By: Sabrina Shields-Cook and Peter C. Taylor
Two-lift concrete paving just might be making a comeback in the U.S. Scarcity of aggregates, advances in materials knowledge and construction equipment and increasing demands for pavement surfaces that meet specific noise, durability and safety objectives are prompting the need to reconsider two-lift paving as a sustainable technique for building concrete pavements.
Two-lift construction involves the placement of two wet-on-wet layers instead of the homogenous single layer commonly placed in concrete paving. Two-lift paving can provide quality surface characteristics, reduce material costs and consume recycled aggregates (concrete and hot-mix asphalt).
Two-lift paving is not a new idea. The first concrete pavement constructed in the U.S., built in 1891 in Bellefontaine, Ohio, was a two-lift pavement. That pavement, designed to stand up to the wear and tear caused by horse-drawn wagons with steel wheels, is still in service today, as are other two-lift pavements built in the first decade of the 1900s in Michigan and Minnesota.
During the 1950s and 1960s, two-lift paving was implemented extensively in many states, including Iowa, Wisconsin, Michigan, Pennsylvania and Minnesota, to facilitate the placement of steel-reinforcing mesh in concrete interstate highway construction. Between 1970 and 2000, the U.S. concrete paving industry moved away from a jointed reinforced concrete pavement design and the use of mesh, significantly shortening the design length of pavement panels. The new design produced long-lasting pavements without steel reinforcement and eliminated the need for two-lift paving.
However, the high-quality, wear-resistant aggregates used to construct the U.S. pavements that have lasted 50-60 years are becoming scarce. As a result, two-lift paving is returning to the forefront as a sustainable, long-lasting pavement solution. Its potential benefits are attracting the attention of agencies and contractors across the country.
Working with the Union
Although two-lift paving fell out of use in the U.S., many European countries continued to use it and enjoy its benefits.

### Raw data
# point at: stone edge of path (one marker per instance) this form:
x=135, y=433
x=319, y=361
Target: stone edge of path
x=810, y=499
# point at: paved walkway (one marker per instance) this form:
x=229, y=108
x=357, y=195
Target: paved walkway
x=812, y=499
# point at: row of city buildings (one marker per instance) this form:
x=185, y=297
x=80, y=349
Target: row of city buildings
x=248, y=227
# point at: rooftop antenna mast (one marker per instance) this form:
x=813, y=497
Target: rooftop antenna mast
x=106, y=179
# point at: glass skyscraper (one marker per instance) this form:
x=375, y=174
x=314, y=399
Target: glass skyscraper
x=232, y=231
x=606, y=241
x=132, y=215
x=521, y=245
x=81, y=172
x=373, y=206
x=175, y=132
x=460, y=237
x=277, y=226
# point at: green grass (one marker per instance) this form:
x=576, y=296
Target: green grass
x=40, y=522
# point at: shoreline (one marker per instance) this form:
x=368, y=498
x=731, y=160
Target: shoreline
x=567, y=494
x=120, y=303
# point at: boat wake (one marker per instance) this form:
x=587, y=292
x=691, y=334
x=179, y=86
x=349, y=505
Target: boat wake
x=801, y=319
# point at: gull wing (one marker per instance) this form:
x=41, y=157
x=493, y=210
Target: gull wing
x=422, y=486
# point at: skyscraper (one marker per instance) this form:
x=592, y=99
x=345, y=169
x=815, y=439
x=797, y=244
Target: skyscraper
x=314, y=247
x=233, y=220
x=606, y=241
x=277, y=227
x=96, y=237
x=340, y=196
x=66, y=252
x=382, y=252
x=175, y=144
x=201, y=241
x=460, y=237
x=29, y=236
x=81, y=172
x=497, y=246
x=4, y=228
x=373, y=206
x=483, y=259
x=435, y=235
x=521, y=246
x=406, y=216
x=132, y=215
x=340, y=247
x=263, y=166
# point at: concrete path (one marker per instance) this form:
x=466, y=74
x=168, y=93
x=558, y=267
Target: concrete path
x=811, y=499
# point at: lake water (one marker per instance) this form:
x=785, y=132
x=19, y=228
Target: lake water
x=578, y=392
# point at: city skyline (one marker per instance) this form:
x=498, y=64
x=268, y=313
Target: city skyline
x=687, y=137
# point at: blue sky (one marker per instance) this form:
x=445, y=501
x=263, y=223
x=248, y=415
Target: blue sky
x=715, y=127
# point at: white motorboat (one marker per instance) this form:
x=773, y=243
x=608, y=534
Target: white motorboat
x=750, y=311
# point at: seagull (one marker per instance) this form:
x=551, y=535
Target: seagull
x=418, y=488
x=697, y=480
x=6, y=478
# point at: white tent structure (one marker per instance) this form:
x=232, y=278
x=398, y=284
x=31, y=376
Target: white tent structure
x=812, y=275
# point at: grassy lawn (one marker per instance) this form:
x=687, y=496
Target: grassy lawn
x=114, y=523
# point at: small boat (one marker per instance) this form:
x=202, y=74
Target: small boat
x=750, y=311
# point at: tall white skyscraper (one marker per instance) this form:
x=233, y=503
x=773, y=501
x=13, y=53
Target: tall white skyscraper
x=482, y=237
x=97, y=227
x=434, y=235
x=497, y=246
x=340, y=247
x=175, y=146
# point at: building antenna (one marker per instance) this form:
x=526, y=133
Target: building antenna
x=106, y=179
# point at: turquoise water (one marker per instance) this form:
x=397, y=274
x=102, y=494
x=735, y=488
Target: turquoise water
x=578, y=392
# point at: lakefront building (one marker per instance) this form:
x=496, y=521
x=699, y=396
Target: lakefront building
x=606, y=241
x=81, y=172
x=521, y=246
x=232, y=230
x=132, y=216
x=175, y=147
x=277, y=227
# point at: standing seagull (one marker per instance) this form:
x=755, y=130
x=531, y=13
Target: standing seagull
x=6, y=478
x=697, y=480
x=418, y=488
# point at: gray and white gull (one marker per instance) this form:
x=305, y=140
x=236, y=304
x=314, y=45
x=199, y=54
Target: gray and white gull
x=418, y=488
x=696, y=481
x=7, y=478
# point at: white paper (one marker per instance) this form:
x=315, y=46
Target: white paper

### Work instructions
**1)** Decide whether each statement agrees with the text on two-lift concrete paving, answering yes or no and quoting the deciding words. (a) The first concrete pavement in the U.S. was built in 1891 in Bellefontaine, Ohio. (b) Many European countries stopped using two-lift paving. (c) Two-lift construction places two layers wet-on-wet.
**2)** In the entries, take the lines between the one holding "# point at: rooftop" and the one holding "x=40, y=522", inclusive, and substitute "one marker per object" for "one marker per instance". Return only those lines, with nothing else changed.
The entries are unrelated to the text on two-lift concrete paving.

### Solutions per task
**1)**
(a) Yes: "The first concrete pavement constructed in the U.S., built in 1891 in Bellefontaine, Ohio, was a two-lift pavement."
(b) No: "many European countries continued to use it and enjoy its benefits."
(c) Yes: "Two-lift construction involves the placement of two wet-on-wet layers"

**2)**
# point at: rooftop antenna mast (one marker per object) this form:
x=813, y=497
Target: rooftop antenna mast
x=106, y=179
# point at: glass skyscraper (one marker per object) this form:
x=375, y=174
x=314, y=399
Target: glass skyscraper
x=232, y=231
x=606, y=241
x=132, y=215
x=521, y=245
x=81, y=172
x=373, y=206
x=175, y=132
x=460, y=237
x=277, y=226
# point at: green grass (one marker per object) this form:
x=576, y=296
Target: green grass
x=40, y=522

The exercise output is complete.